### Task objective
Restate word for word the part of the material that runs from the line containing "Target: dark ocean water" through its final line, inclusive, minus the pictures.

==== Supplied material

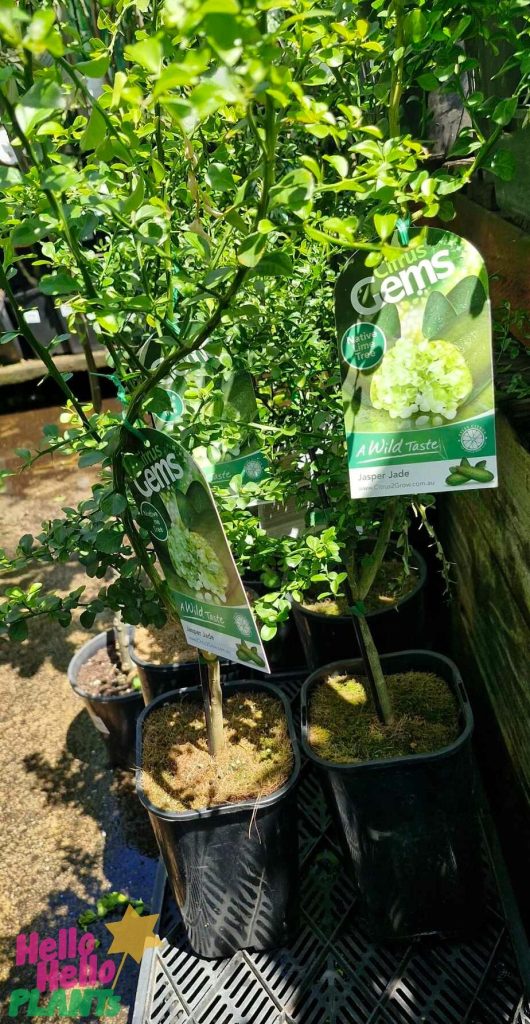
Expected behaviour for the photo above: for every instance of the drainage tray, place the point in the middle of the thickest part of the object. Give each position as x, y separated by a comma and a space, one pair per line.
333, 974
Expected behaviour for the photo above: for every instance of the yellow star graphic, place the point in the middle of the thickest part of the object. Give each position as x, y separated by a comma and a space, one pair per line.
132, 935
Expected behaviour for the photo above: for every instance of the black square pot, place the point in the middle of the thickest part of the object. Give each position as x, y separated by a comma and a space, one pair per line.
328, 638
232, 868
409, 825
114, 717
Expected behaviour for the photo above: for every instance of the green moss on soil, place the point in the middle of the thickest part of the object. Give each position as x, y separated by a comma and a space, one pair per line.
345, 728
179, 774
390, 586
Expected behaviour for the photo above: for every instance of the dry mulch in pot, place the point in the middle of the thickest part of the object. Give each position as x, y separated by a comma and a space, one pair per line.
102, 676
178, 772
344, 727
167, 645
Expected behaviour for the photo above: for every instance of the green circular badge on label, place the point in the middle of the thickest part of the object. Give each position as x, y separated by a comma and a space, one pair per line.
363, 345
156, 520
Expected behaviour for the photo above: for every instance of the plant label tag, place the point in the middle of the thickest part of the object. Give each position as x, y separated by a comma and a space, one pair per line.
414, 346
173, 502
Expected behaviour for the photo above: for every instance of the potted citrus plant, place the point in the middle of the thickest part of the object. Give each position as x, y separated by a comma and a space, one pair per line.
227, 156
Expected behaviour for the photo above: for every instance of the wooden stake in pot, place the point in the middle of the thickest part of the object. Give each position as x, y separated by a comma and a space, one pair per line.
213, 699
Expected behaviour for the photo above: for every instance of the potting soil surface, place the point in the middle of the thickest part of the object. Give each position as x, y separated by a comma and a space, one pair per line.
332, 973
345, 728
178, 772
100, 676
72, 828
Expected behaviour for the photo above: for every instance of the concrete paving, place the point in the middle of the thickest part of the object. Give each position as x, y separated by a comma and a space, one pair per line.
72, 828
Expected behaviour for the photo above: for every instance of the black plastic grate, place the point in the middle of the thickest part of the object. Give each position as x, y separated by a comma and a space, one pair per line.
332, 974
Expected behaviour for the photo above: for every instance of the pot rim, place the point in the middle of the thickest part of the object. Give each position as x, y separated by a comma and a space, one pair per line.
422, 580
88, 648
409, 760
220, 809
167, 667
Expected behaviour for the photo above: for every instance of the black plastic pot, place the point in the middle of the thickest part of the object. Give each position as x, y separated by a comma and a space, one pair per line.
159, 679
409, 825
328, 638
284, 651
114, 717
232, 868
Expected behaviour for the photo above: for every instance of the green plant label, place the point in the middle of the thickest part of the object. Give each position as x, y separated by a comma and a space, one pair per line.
414, 345
171, 500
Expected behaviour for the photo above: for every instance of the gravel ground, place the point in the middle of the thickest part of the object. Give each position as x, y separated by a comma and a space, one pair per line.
72, 828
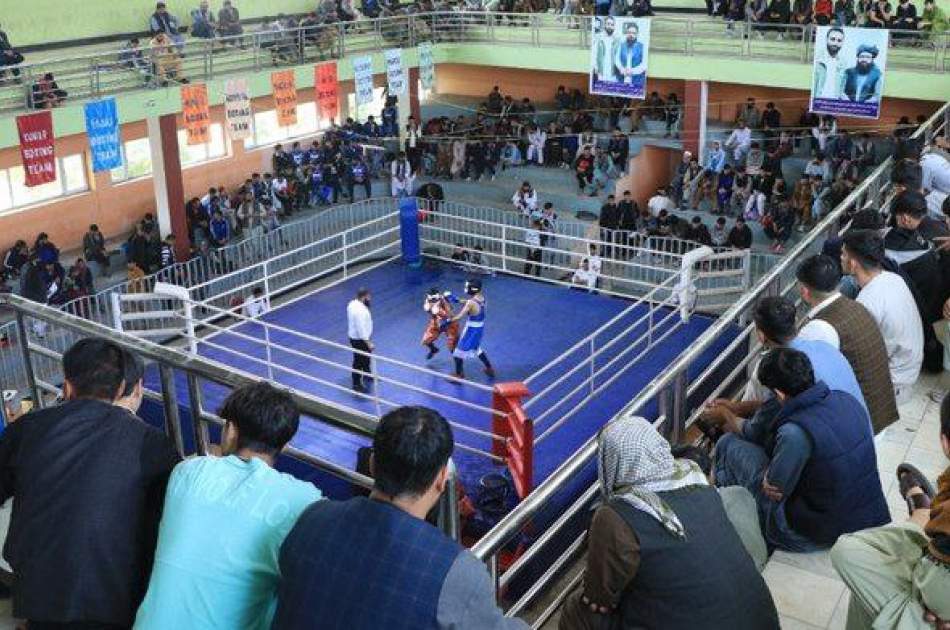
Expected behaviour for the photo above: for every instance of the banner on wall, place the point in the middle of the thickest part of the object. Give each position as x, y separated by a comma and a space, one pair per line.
237, 109
37, 148
327, 90
395, 73
363, 77
426, 66
197, 116
285, 97
848, 73
102, 129
619, 51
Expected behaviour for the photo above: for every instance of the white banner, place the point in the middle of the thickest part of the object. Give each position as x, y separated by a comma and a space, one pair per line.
395, 73
848, 74
363, 77
619, 51
426, 66
237, 108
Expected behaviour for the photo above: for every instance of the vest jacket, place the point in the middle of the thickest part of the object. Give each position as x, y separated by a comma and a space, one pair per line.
839, 490
709, 569
362, 565
863, 346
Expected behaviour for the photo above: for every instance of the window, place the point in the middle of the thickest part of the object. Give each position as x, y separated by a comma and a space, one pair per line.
70, 178
137, 161
266, 131
214, 148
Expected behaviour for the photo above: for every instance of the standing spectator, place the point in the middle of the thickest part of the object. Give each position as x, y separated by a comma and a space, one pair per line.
359, 323
203, 24
533, 253
660, 537
899, 574
887, 297
369, 563
848, 326
82, 537
216, 559
94, 248
9, 56
229, 20
163, 22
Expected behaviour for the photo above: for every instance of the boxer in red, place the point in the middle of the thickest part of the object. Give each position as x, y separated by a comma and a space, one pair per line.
439, 307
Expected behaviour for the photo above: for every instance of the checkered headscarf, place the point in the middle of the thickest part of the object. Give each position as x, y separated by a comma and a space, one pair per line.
635, 463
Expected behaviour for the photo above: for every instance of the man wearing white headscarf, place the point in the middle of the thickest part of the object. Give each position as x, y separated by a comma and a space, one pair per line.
660, 538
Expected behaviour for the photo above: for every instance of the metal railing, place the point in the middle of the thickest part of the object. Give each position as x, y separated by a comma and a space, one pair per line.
107, 72
672, 389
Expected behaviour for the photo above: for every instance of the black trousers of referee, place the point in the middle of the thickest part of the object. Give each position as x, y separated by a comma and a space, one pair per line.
361, 365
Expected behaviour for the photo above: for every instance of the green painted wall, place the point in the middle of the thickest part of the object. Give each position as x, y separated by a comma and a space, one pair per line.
140, 105
47, 21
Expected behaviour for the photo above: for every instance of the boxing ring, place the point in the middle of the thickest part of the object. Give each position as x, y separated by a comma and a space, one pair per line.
567, 359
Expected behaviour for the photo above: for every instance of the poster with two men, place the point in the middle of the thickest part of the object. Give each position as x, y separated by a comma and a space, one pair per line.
848, 73
620, 48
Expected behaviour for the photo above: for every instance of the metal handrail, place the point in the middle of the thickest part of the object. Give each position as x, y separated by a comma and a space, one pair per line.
92, 75
488, 547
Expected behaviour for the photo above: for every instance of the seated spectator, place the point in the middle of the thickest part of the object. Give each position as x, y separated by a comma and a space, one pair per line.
46, 93
163, 22
848, 326
203, 24
229, 20
427, 580
933, 20
889, 300
9, 57
660, 537
55, 468
216, 559
813, 471
15, 258
899, 574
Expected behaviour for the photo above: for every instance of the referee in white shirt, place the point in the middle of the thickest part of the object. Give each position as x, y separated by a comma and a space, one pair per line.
359, 324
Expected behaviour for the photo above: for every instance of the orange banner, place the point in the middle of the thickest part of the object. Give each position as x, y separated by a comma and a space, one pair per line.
285, 97
194, 109
327, 90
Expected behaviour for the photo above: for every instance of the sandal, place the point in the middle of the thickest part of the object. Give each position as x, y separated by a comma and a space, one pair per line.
909, 477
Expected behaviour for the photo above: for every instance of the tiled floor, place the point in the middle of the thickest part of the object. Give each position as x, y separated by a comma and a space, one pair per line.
807, 591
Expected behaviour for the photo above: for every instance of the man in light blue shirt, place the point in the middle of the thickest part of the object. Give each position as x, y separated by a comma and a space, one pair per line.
224, 521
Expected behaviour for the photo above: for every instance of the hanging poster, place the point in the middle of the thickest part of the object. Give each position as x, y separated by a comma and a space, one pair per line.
194, 110
395, 73
237, 109
426, 66
285, 97
363, 77
327, 90
848, 73
102, 129
620, 49
37, 148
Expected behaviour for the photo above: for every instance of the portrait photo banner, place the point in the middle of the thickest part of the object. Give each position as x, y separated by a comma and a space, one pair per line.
285, 97
327, 90
426, 66
102, 129
237, 109
395, 73
619, 52
37, 148
363, 77
197, 116
848, 73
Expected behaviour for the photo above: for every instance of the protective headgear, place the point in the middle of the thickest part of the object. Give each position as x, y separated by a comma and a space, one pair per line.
473, 286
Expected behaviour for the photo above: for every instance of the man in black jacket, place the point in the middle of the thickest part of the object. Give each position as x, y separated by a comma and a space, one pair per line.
88, 480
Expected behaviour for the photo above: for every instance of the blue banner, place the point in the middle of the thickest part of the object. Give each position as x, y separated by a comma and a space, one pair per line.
102, 128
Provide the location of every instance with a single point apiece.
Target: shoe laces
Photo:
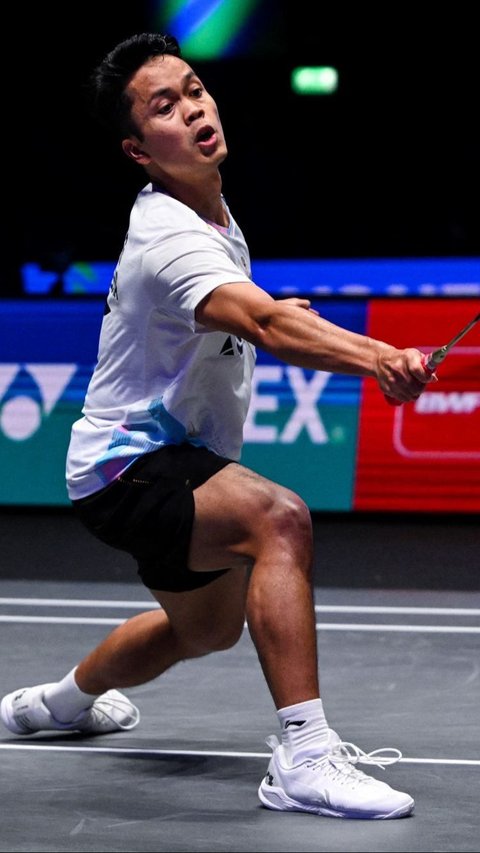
(341, 760)
(106, 706)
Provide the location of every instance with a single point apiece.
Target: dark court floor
(399, 667)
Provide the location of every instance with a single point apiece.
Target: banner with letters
(424, 455)
(332, 439)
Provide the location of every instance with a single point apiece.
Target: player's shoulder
(155, 208)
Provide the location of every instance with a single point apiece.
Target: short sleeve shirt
(161, 378)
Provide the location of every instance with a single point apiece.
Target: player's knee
(289, 517)
(213, 638)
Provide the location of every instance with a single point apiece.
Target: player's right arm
(294, 333)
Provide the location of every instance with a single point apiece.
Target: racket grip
(427, 364)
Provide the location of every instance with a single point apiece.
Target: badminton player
(153, 463)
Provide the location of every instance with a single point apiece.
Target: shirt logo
(231, 344)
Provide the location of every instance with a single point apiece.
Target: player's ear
(132, 148)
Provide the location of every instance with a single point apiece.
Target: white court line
(320, 626)
(199, 753)
(319, 608)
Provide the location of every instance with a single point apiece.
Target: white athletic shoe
(330, 784)
(24, 712)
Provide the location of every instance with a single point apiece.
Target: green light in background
(310, 80)
(206, 29)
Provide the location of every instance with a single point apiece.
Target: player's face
(178, 121)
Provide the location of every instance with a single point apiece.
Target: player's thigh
(236, 511)
(210, 618)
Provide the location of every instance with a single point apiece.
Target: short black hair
(111, 105)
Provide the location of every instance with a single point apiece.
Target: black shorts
(149, 510)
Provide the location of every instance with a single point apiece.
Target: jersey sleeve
(185, 268)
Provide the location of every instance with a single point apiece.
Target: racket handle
(428, 365)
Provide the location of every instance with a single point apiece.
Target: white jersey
(160, 377)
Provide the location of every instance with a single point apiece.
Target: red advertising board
(423, 456)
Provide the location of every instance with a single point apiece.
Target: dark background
(388, 166)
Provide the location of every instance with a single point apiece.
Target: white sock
(304, 729)
(65, 700)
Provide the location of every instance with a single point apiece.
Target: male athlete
(153, 464)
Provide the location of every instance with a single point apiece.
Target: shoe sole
(276, 799)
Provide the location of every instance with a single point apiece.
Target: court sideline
(399, 667)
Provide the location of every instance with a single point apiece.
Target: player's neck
(204, 198)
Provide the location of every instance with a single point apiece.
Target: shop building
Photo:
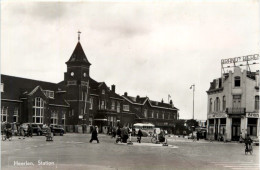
(77, 100)
(162, 115)
(233, 105)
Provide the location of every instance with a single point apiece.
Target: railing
(236, 110)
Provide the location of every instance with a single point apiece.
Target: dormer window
(2, 87)
(237, 81)
(49, 94)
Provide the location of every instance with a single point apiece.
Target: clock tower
(77, 80)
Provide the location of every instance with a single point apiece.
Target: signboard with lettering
(240, 59)
(217, 115)
(252, 115)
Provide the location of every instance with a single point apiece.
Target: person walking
(94, 135)
(139, 135)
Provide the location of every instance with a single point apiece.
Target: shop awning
(100, 119)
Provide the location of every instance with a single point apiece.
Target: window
(210, 105)
(224, 103)
(256, 102)
(126, 107)
(91, 103)
(49, 93)
(113, 105)
(102, 104)
(118, 107)
(237, 81)
(63, 118)
(38, 110)
(4, 114)
(217, 105)
(145, 113)
(15, 116)
(54, 117)
(2, 87)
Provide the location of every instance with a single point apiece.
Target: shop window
(63, 118)
(2, 87)
(38, 110)
(126, 107)
(4, 114)
(252, 126)
(223, 121)
(211, 121)
(91, 103)
(224, 103)
(15, 116)
(54, 117)
(145, 113)
(118, 107)
(237, 81)
(113, 105)
(256, 102)
(210, 105)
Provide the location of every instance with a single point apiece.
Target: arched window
(237, 81)
(38, 110)
(210, 105)
(217, 104)
(224, 103)
(256, 102)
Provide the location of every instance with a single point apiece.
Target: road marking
(237, 165)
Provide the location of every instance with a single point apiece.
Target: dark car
(35, 128)
(57, 129)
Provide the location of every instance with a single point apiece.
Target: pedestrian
(21, 132)
(248, 141)
(139, 135)
(29, 130)
(113, 132)
(94, 135)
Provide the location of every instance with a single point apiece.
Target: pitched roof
(15, 87)
(143, 100)
(78, 56)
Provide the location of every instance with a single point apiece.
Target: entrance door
(236, 101)
(236, 129)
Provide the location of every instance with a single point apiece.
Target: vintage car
(57, 129)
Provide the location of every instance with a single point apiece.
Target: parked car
(35, 128)
(57, 129)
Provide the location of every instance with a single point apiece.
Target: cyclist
(248, 141)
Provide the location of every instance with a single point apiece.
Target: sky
(152, 49)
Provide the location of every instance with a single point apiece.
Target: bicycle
(249, 149)
(7, 134)
(154, 138)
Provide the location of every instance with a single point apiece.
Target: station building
(77, 100)
(233, 105)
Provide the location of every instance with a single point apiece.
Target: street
(73, 151)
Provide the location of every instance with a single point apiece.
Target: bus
(145, 127)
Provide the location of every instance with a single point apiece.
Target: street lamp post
(193, 87)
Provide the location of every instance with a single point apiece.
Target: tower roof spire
(79, 35)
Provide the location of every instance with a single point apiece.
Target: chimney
(113, 87)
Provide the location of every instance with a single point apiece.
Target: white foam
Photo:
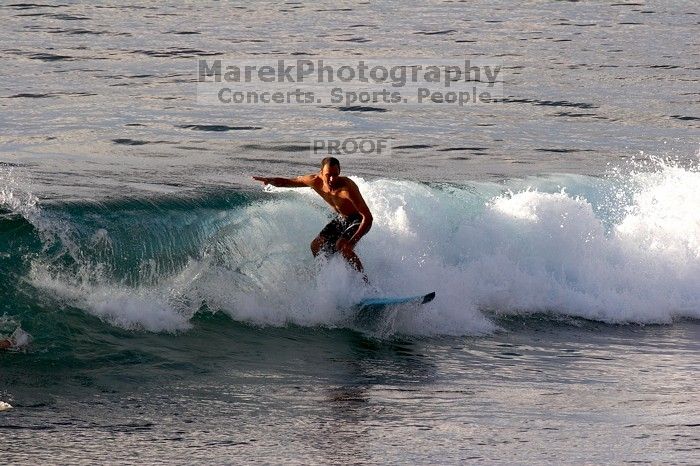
(512, 253)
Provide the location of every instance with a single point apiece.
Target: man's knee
(316, 245)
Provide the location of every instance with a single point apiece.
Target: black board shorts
(339, 227)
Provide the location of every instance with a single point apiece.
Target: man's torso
(339, 199)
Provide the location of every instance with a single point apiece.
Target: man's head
(330, 171)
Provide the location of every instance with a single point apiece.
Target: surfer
(353, 218)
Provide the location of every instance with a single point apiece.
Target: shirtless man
(353, 218)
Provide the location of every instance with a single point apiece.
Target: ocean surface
(173, 309)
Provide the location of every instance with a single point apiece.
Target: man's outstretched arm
(298, 182)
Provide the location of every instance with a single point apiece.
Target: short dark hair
(331, 162)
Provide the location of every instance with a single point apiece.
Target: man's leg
(317, 245)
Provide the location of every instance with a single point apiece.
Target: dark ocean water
(176, 314)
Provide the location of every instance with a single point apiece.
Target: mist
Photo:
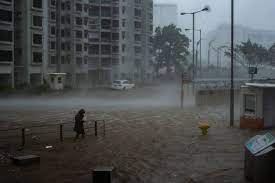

========

### Written solution
Target: dark ocean water
(176, 314)
Provide the location of every instance with a single point apiece.
Target: mist
Photo:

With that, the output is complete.